Exercise description
Retype word for word the first line of the listing and each line after it up to the line with "locate the blue jersey in the photo above", with the pictures taken out.

Material to process
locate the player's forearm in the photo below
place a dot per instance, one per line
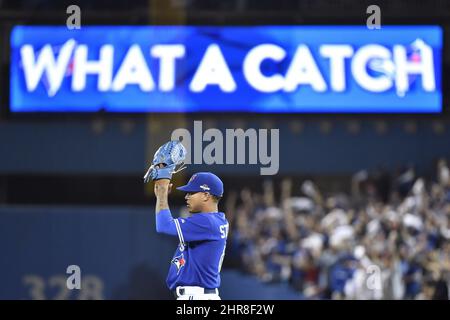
(162, 201)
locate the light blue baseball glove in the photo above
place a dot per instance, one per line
(165, 161)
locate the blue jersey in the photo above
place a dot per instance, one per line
(199, 256)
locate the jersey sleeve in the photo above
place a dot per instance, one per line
(197, 228)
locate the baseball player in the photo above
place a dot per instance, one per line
(194, 272)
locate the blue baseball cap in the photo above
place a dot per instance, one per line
(204, 182)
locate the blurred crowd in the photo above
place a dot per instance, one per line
(387, 238)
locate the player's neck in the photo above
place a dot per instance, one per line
(210, 209)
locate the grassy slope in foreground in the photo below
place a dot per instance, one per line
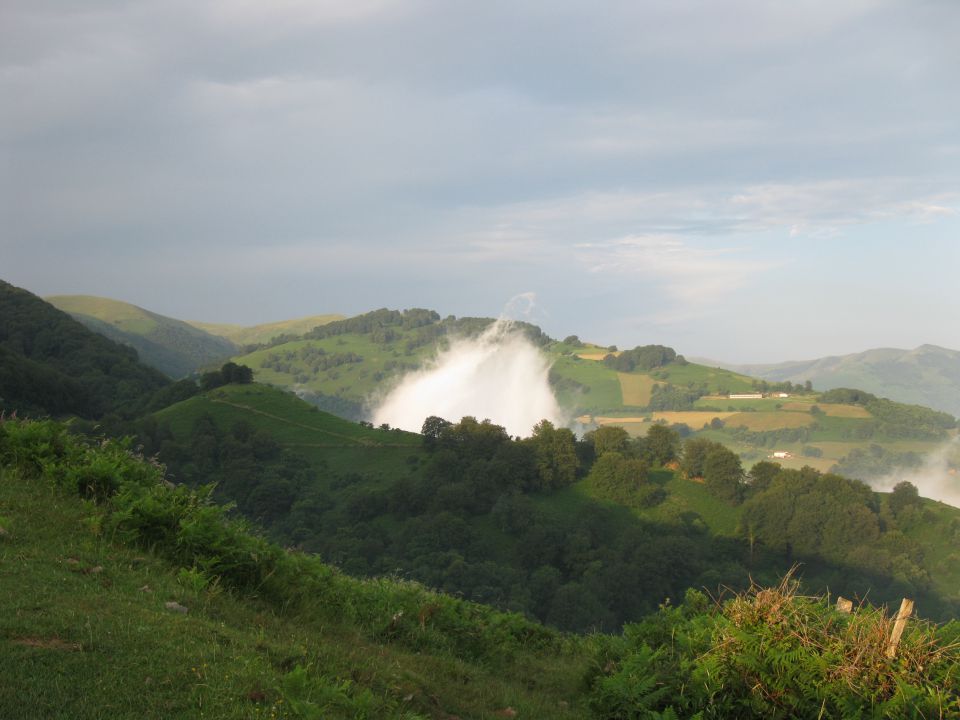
(172, 346)
(87, 633)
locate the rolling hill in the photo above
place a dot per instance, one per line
(172, 346)
(241, 335)
(927, 375)
(52, 364)
(345, 366)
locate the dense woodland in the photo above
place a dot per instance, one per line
(51, 364)
(549, 526)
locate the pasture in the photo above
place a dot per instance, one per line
(635, 389)
(758, 421)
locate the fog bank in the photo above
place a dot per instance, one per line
(936, 478)
(499, 375)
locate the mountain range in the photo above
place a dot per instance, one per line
(927, 375)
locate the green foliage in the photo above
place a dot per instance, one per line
(770, 653)
(173, 347)
(723, 474)
(874, 462)
(256, 629)
(51, 364)
(643, 357)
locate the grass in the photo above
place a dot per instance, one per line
(121, 315)
(695, 419)
(255, 334)
(715, 378)
(324, 439)
(635, 389)
(758, 421)
(87, 634)
(604, 387)
(355, 381)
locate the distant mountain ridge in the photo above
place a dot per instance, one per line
(927, 375)
(171, 346)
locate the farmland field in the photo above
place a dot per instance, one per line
(756, 421)
(693, 418)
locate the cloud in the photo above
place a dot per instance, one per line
(696, 278)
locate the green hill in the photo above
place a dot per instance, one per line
(927, 375)
(475, 516)
(345, 366)
(150, 603)
(172, 346)
(241, 335)
(136, 598)
(51, 364)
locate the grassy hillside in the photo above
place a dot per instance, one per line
(51, 364)
(172, 346)
(138, 599)
(241, 335)
(927, 375)
(329, 442)
(148, 604)
(348, 365)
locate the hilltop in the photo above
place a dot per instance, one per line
(927, 375)
(51, 364)
(175, 347)
(171, 346)
(241, 335)
(137, 598)
(533, 524)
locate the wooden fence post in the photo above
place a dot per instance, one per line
(906, 610)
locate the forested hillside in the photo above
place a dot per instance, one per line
(51, 364)
(137, 598)
(578, 533)
(171, 346)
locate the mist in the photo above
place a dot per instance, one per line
(499, 375)
(936, 478)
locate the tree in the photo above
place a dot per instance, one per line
(609, 438)
(662, 444)
(556, 454)
(762, 474)
(694, 453)
(723, 474)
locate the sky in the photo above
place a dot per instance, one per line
(749, 181)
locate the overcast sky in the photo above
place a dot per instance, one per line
(743, 180)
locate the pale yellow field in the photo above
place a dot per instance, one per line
(797, 462)
(636, 389)
(838, 410)
(769, 420)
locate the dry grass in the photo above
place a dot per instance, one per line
(694, 418)
(852, 649)
(757, 421)
(636, 389)
(840, 410)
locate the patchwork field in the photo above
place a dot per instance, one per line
(636, 389)
(695, 419)
(757, 421)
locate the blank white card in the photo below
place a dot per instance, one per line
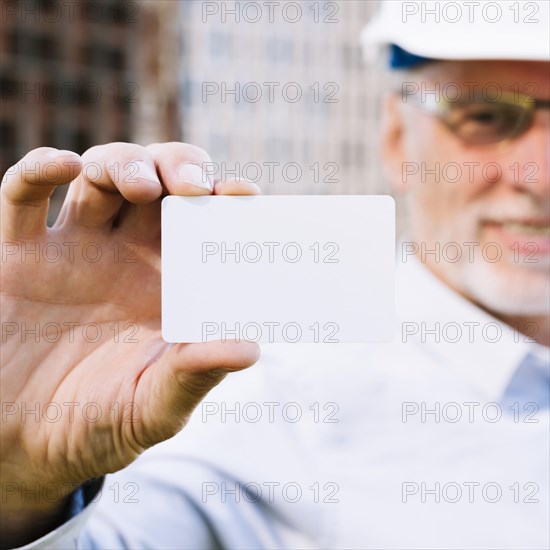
(309, 269)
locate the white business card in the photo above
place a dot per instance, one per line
(308, 269)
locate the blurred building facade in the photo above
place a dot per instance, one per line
(79, 73)
(275, 91)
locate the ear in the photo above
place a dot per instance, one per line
(392, 142)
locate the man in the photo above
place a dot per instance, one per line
(430, 441)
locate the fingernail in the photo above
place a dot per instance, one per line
(195, 175)
(146, 171)
(57, 154)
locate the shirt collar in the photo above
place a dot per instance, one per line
(488, 366)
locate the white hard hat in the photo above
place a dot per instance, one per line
(460, 30)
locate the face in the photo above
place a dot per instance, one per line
(490, 199)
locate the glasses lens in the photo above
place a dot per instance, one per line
(486, 122)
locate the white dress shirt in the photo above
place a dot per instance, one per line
(408, 444)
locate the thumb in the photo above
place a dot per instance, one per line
(171, 388)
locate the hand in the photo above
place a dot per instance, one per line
(94, 384)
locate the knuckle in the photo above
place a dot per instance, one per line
(180, 150)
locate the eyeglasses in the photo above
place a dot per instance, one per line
(481, 121)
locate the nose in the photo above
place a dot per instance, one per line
(530, 158)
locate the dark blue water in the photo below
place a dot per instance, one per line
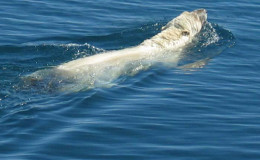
(211, 112)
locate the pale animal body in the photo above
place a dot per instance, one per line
(105, 67)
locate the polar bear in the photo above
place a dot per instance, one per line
(105, 67)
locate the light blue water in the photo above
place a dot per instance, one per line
(161, 113)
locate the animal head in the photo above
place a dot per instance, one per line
(190, 23)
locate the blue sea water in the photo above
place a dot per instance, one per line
(165, 113)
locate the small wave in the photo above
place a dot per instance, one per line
(211, 41)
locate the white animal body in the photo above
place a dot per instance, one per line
(105, 67)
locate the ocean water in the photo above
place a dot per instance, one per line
(208, 111)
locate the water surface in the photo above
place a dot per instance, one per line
(161, 113)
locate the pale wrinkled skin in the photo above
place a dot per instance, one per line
(179, 31)
(101, 69)
(176, 34)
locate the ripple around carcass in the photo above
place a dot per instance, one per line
(209, 43)
(188, 112)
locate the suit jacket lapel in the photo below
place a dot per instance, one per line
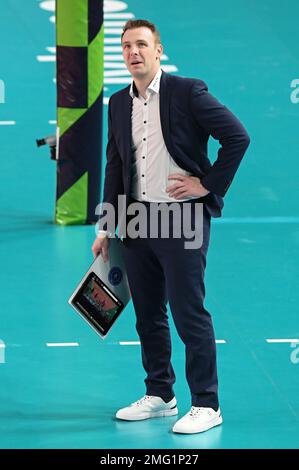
(164, 111)
(127, 127)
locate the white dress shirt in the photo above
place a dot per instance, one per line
(151, 161)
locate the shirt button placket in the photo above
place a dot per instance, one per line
(144, 147)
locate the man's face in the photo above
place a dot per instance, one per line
(141, 52)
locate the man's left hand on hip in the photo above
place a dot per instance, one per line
(186, 186)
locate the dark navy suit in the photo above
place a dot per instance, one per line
(161, 270)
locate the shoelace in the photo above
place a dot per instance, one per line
(196, 411)
(142, 400)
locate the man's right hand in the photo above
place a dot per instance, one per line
(101, 246)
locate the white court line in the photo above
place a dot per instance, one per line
(137, 343)
(116, 31)
(282, 340)
(2, 352)
(113, 24)
(257, 220)
(119, 57)
(112, 40)
(111, 16)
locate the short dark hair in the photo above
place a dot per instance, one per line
(133, 24)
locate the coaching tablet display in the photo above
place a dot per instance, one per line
(103, 292)
(99, 306)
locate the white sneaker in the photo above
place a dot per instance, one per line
(198, 419)
(148, 407)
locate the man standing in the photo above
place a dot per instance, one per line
(157, 153)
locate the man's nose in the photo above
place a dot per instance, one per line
(134, 51)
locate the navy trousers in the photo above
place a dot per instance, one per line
(162, 270)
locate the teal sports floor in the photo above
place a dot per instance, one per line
(55, 396)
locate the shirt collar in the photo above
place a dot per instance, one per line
(154, 86)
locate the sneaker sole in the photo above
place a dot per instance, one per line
(211, 424)
(153, 414)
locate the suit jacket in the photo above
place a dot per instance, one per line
(189, 115)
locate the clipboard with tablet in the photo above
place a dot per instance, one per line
(103, 293)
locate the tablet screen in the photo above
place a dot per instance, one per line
(97, 303)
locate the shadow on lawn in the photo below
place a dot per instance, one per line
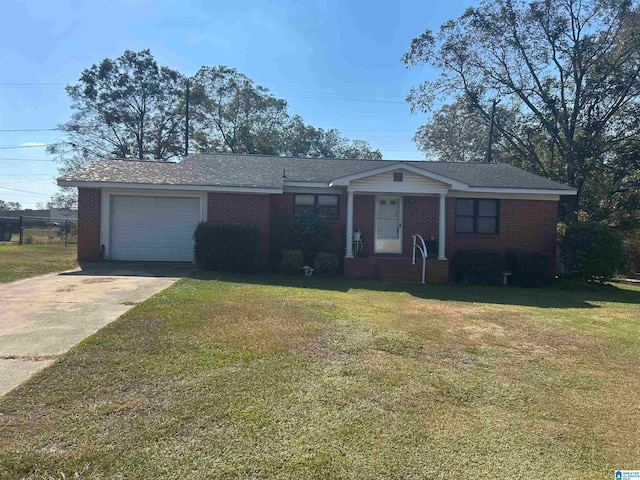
(555, 296)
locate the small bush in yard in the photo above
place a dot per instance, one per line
(326, 264)
(592, 251)
(226, 246)
(292, 262)
(527, 269)
(478, 267)
(310, 234)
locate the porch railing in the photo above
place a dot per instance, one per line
(422, 248)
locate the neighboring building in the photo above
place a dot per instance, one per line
(52, 214)
(146, 210)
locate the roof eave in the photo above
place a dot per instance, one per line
(158, 186)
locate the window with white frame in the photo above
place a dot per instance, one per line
(325, 206)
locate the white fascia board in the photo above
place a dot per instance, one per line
(524, 191)
(401, 166)
(306, 184)
(151, 186)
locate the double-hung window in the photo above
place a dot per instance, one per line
(477, 215)
(325, 206)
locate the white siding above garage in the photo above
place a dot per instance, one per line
(411, 184)
(153, 228)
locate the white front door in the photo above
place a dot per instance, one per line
(388, 225)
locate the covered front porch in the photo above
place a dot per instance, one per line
(389, 216)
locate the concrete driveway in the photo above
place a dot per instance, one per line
(43, 317)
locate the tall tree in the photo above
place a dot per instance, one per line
(302, 140)
(568, 69)
(125, 108)
(233, 114)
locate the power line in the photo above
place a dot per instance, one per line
(25, 191)
(30, 129)
(28, 181)
(5, 159)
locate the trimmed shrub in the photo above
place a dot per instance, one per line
(310, 234)
(326, 264)
(527, 269)
(229, 247)
(478, 267)
(432, 248)
(591, 251)
(279, 233)
(292, 262)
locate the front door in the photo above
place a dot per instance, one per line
(388, 225)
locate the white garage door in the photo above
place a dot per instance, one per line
(153, 228)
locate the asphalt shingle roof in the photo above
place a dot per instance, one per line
(262, 171)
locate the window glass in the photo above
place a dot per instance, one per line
(465, 207)
(487, 208)
(464, 224)
(487, 225)
(305, 200)
(325, 206)
(389, 209)
(327, 200)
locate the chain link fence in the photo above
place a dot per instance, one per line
(38, 230)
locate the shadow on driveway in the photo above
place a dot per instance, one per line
(558, 295)
(134, 269)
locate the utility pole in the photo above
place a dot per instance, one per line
(489, 156)
(186, 129)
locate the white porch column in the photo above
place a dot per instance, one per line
(442, 228)
(349, 240)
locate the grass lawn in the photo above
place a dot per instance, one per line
(23, 261)
(268, 377)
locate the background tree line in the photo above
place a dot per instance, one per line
(130, 107)
(562, 78)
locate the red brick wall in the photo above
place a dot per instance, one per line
(250, 209)
(88, 224)
(525, 226)
(420, 215)
(284, 204)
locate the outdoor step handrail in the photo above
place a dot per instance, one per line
(423, 251)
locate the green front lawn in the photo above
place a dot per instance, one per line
(24, 261)
(260, 377)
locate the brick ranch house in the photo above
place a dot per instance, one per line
(148, 210)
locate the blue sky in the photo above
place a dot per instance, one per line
(337, 63)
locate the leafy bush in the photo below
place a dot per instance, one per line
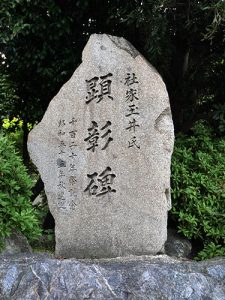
(16, 211)
(198, 189)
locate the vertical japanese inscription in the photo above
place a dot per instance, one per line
(99, 135)
(132, 109)
(66, 184)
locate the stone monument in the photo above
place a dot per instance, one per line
(103, 149)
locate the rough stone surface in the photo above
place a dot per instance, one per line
(16, 243)
(103, 149)
(153, 278)
(177, 245)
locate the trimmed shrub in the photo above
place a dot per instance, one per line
(16, 211)
(198, 189)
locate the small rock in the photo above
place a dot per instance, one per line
(176, 245)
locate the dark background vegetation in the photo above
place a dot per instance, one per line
(41, 42)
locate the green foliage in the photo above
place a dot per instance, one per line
(198, 188)
(16, 211)
(211, 250)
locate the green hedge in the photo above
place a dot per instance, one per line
(16, 211)
(198, 189)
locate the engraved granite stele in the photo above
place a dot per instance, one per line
(103, 149)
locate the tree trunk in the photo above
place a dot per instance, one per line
(26, 156)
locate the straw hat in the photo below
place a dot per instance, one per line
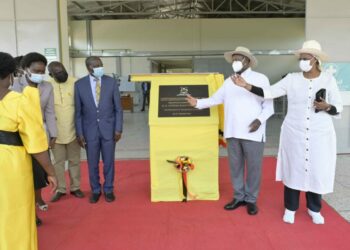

Completed task
locate the player's forearm in the photo below
place a dot per instance, one per line
(162, 201)
locate the light blue baseball glove in the photo above
place a dot per instance, one per line
(165, 161)
locate the blue jersey in the photo above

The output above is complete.